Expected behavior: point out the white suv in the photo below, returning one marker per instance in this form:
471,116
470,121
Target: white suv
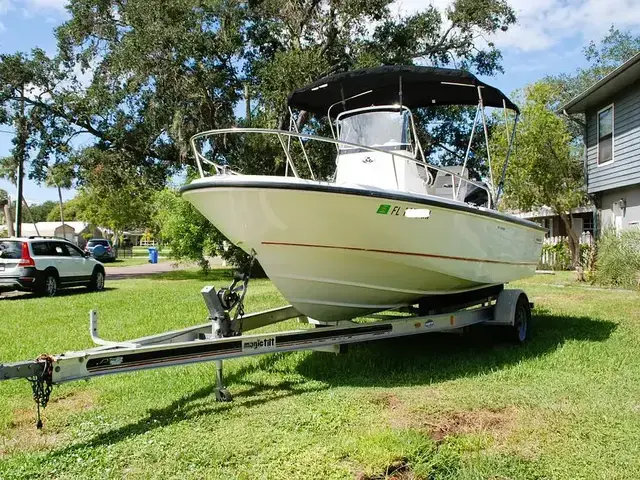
43,265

= WHAT TO WORK ON =
The answer must repeat every record exactly, with all pictures left out.

= TASK OUTPUT =
Expected behavior: point out the white suv in the photo below, returning one marker per instance in this form:
471,116
470,121
Target: white suv
43,265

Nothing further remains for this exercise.